══ DATASET CONTENT
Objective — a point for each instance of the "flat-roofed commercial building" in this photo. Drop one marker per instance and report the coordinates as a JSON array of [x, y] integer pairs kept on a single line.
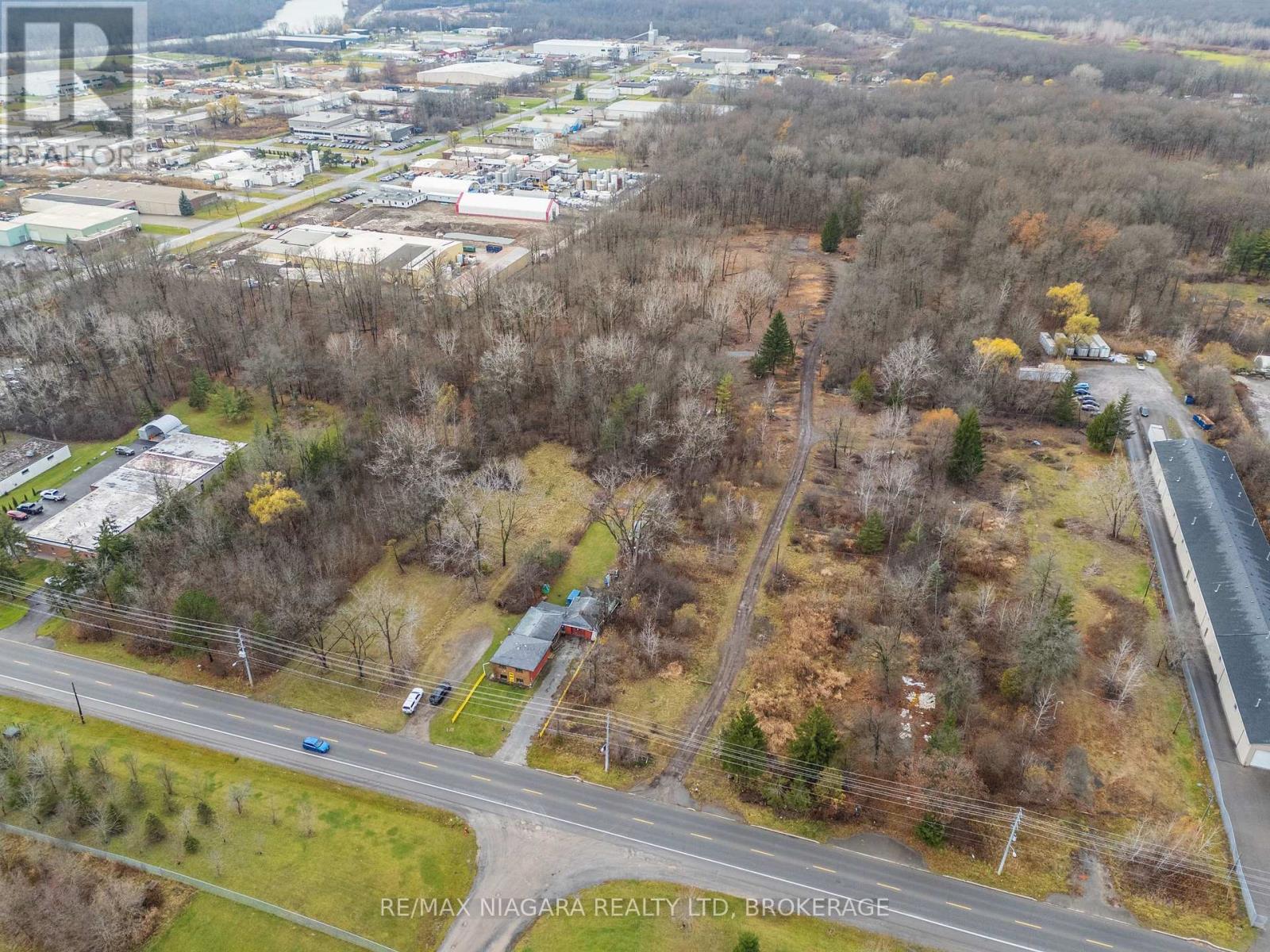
[[146, 198], [131, 493], [74, 222], [391, 253], [475, 74]]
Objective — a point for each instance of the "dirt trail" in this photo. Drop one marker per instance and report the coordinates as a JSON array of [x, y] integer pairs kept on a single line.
[[733, 654]]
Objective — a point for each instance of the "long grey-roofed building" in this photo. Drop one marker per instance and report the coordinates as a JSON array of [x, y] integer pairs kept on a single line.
[[1226, 564]]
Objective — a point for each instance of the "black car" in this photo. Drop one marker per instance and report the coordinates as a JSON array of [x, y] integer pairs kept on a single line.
[[440, 693]]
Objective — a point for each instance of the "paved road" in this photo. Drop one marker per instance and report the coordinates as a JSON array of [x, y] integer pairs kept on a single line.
[[734, 649], [922, 907], [381, 160]]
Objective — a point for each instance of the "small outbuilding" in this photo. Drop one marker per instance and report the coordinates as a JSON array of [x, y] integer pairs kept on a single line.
[[162, 428]]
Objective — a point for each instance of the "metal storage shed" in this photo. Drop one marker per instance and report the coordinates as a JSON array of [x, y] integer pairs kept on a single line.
[[522, 207]]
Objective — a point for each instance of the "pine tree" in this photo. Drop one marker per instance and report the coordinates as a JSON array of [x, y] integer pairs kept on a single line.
[[745, 746], [965, 463], [816, 742], [1064, 409], [723, 397], [863, 389], [1103, 431], [775, 349], [831, 234], [200, 390], [873, 535]]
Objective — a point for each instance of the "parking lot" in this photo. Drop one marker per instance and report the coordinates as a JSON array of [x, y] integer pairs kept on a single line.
[[78, 486], [1146, 387]]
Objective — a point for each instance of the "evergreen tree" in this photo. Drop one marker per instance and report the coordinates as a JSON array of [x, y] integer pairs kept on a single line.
[[200, 390], [873, 535], [863, 389], [1064, 409], [965, 463], [723, 397], [775, 349], [831, 234], [1104, 429], [816, 742], [745, 746]]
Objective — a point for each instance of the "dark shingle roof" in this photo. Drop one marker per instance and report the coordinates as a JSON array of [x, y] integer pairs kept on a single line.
[[1231, 559]]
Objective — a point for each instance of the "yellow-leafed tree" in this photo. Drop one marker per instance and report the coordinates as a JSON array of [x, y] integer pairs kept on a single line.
[[268, 501], [997, 351], [1068, 300]]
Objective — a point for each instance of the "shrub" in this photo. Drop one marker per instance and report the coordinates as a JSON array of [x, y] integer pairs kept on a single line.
[[931, 831]]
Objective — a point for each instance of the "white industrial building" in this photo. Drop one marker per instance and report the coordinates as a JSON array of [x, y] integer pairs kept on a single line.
[[131, 493], [22, 463], [584, 48], [1226, 565], [332, 244], [520, 207], [475, 74], [723, 54], [442, 188]]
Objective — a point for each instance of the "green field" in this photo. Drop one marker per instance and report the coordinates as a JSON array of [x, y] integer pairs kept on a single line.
[[302, 843], [163, 230], [717, 924]]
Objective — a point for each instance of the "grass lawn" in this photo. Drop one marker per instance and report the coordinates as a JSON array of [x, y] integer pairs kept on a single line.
[[615, 932], [209, 922], [29, 569], [164, 230], [595, 555], [362, 846], [226, 209]]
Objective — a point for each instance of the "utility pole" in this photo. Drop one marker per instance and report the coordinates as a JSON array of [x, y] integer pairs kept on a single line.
[[78, 706], [247, 662], [1014, 835]]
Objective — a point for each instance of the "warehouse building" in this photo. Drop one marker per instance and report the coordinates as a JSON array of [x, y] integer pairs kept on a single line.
[[22, 463], [442, 188], [70, 222], [518, 207], [1226, 565], [146, 198], [723, 54], [391, 254], [584, 48], [131, 493], [475, 74]]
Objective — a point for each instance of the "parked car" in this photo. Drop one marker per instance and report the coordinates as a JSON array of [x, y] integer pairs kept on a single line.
[[440, 693], [412, 701]]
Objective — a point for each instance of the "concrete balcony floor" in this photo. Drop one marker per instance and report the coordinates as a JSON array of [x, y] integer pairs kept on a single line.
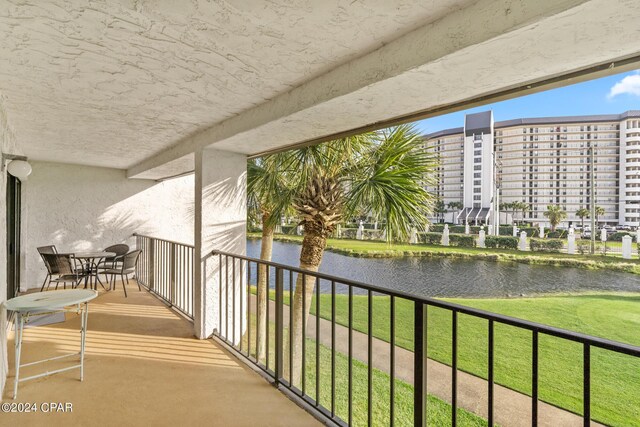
════
▶ _TASK INSTRUCTIONS_: Transcribe the material exactly, and leave out whatever pictures it holds.

▶ _RESPONSE BOX_:
Objective — a point for each instance of the "flat-roofed commercial building" in this photo. Drop one marker per instance and report the coordinates as a JSON array of [x, y] integer pairs kept on a single line.
[[146, 198], [131, 493], [74, 222], [391, 253], [475, 74]]
Objective — a point for each instance of the "dirt trail" in this photo. Drop one marker per instance and report the coordinates as a JSON array of [x, y] integer pairs kept on a single line.
[[733, 654]]
Objective — a point for each instance of the "long grey-roofed building" in this photo. Drop one marker per instance and report the coordinates as a JSON array of [x, y] integer pairs kept on a single line.
[[1226, 564]]
Objective — a point for each instance of the "black car" in this photo. Drop one marker per instance and report the coordinates as a JSON array of [x, y] integer pairs kept on a single line.
[[440, 693]]
Objective — a point for each instance of the "paved road" in this photo. Drop one marker per instance and report the coordinates as a JSON array of [x, y] integer pairs kept on a single line.
[[734, 649], [922, 907], [381, 160]]
Objective — a point for each instance of the "small outbuilding" in this photo. Drop one marker per instance and report the coordinates as a JSON array of [x, y] integer pairs kept on a single line.
[[162, 428]]
Objective — a point for each instance of the "metal storage shed" in this photo. Drop one marker per instance and report the coordinates as a JSON array of [x, y] integer pairs kept on a single line.
[[522, 207]]
Objective — a point for each instance of the "pine tree" in this photo. Drop one marker per instance and report the coordinates as a JSON array of [x, y] integer pairs kept on a single line.
[[745, 746], [965, 463], [816, 742], [1064, 409], [723, 397], [863, 389], [1103, 431], [775, 349], [831, 234], [200, 390], [873, 535]]
Objective — a point for each instance of the "parking lot" in this photo. Drop one marker per instance and report the coordinates as a JSON array of [x, y] integer pairs kept on a single line.
[[78, 486], [1146, 387]]
Objective — a point for each instance of the "evergreen tree" in this photo. Drop one marker per instance and report the coordinates as a JSON array of [x, y] integer pairs kept on a single line.
[[200, 390], [873, 535], [863, 389], [1064, 409], [965, 463], [723, 397], [775, 349], [831, 234], [1104, 429], [816, 742], [745, 746]]
Objective — a point for each instance of the "dark shingle roof" in this photo. Drop one marker per instance and report the coordinates as a JSON array of [x, y] integer pairs kept on a single line.
[[1231, 559]]
Objective — a point for each instance of the "yellow-leafed tree" in this photo. Drop one marker per instance and report the coordinates as a JSON array of [x, y] integer pairs kept on a single line.
[[268, 501], [997, 351], [1068, 300]]
Objective — a point for each instance of the "shrub" in this photo. Drop one marker per instance and report the coordinates as a JSON array of [x, y] integer pairs kept on a single line.
[[931, 831]]
Objective — a point for each instance of the "white industrial building" in this photo. Drop one marker per instance and report the coordinates as a JSON array of [x, y] integer pairs kept on a single line.
[[131, 493], [22, 463], [584, 48], [1226, 565], [332, 244], [520, 207], [475, 74], [723, 54], [442, 188]]
Objective — a point for each instance of the "green field" in this photo. Drop one marker per instance and report the coordinates as a JSON array of [x, y] integer pairs kept on a single line.
[[302, 843], [163, 230], [717, 924]]
Objective — a point for each instance of the "grass lawn" in this photo. Drop one marker per instance and report the coordinates as a JSON array of [x, y] integer pairs kept on a single line.
[[615, 932], [209, 922], [29, 569], [164, 230], [595, 555], [362, 846], [226, 209]]
Objective — a point for each instance of the "utility pole" in this photo. Drop one marker per instance and report the coordinates as a JSON array of [x, y] integer pairs kept on a single line.
[[78, 706], [247, 662], [1014, 835]]
Objective — a point for each instance of the "warehouse building" in this photo. Drop one marker per instance and report the coordinates as a JSON array of [x, y] integer pairs kept on a single line.
[[22, 463], [442, 188], [70, 222], [518, 207], [1226, 565], [146, 198], [723, 54], [391, 254], [584, 48], [131, 493], [475, 74]]
Objective — a point for each instance of the "parked car" in this photo. Drop one marker per instance and report the coordinates as a JSON array of [x, y] integer pairs kept on a single line.
[[440, 693], [412, 701]]
Objective — a point for each instance of the "concrete balcony floor" in this photo. Drop one marker per instance and report the coordinates as a JSON array of [x, y] integer pairs kept on a single line.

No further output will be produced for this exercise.